-- start EXTRACTED RECORDS --

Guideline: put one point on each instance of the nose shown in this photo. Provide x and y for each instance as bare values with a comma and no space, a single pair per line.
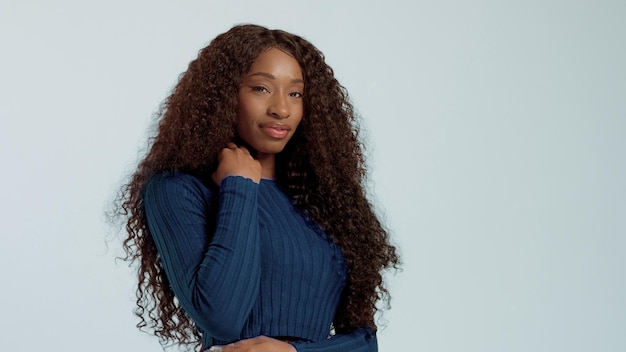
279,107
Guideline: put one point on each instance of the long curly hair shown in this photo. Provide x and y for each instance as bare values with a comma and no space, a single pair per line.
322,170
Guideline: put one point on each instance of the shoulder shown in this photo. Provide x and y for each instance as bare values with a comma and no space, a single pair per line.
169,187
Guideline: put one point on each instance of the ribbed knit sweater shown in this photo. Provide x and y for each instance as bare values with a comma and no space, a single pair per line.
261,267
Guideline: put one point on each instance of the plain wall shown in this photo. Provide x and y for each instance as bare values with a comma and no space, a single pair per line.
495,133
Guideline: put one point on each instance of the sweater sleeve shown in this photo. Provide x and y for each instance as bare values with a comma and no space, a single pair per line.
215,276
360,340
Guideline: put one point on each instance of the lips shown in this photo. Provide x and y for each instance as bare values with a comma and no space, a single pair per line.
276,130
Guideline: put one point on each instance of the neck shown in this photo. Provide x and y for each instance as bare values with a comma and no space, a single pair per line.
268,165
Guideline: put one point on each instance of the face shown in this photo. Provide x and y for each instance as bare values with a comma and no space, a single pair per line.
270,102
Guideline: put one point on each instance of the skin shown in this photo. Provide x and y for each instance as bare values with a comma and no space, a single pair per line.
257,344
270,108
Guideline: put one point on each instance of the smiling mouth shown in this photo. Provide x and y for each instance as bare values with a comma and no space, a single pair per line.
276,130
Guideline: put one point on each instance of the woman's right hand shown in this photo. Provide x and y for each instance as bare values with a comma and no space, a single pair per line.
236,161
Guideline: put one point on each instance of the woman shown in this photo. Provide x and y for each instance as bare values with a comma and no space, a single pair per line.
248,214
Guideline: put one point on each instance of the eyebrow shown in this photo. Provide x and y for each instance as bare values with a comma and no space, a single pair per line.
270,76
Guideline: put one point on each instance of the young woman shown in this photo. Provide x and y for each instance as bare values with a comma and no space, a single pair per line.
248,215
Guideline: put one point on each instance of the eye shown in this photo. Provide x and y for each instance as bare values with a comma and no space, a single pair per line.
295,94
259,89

-- end EXTRACTED RECORDS --
-- start EXTRACTED RECORDS --

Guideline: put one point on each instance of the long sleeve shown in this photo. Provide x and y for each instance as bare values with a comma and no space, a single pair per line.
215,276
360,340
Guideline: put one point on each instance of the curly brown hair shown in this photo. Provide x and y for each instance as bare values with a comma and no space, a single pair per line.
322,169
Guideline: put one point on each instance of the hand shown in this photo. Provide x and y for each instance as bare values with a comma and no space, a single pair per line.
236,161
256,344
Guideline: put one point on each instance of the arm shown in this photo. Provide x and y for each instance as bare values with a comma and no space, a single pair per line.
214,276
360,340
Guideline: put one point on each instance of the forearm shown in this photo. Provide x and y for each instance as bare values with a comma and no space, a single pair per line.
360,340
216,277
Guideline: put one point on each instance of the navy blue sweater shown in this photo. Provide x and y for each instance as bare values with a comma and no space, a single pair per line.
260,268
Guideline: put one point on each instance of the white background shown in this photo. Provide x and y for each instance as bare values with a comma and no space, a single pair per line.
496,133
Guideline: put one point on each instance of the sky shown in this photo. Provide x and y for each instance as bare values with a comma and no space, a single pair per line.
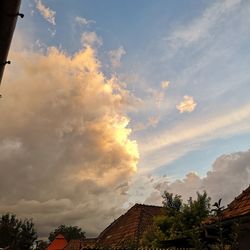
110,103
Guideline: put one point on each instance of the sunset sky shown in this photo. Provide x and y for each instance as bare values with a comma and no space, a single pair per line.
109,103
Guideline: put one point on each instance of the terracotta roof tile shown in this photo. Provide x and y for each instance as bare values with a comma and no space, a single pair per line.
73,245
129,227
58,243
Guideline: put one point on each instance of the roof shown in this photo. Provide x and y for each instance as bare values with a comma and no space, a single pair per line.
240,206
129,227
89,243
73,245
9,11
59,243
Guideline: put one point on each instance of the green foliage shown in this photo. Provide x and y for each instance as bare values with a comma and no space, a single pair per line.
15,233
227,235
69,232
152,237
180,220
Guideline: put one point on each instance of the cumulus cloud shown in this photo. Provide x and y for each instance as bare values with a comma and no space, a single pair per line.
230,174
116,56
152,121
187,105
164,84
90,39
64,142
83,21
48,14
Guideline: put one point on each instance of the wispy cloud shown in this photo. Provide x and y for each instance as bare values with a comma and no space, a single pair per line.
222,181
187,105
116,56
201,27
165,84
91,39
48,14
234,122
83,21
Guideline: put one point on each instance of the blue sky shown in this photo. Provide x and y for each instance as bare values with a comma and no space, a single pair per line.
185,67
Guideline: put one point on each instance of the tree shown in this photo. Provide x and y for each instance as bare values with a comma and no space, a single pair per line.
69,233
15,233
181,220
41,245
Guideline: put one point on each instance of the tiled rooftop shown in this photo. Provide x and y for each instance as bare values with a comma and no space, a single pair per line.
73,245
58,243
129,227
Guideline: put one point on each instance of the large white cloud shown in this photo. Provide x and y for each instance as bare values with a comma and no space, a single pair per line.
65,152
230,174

-- end EXTRACTED RECORDS --

WORK TO COMPLETE → Gather every line of the listing above that contains the string "woman", copying each such line in full. Matches must agree in case.

RESULT OF THIS EXERCISE →
Guideline: put one point on each instance of the woman's right hand shown in this photo. Provide x and y for each instance as bare values with a comma and no space, a single pair per line.
Guideline: put one point on each instance of the woman shown in this photo. Provide x and y for each instance as bare values with a comma and no space, a single pair per line.
Guideline: put one point on each instance of the young woman shown in this photo. Provide x and y for each instance as bare values with a comma and no space, a single pair per line.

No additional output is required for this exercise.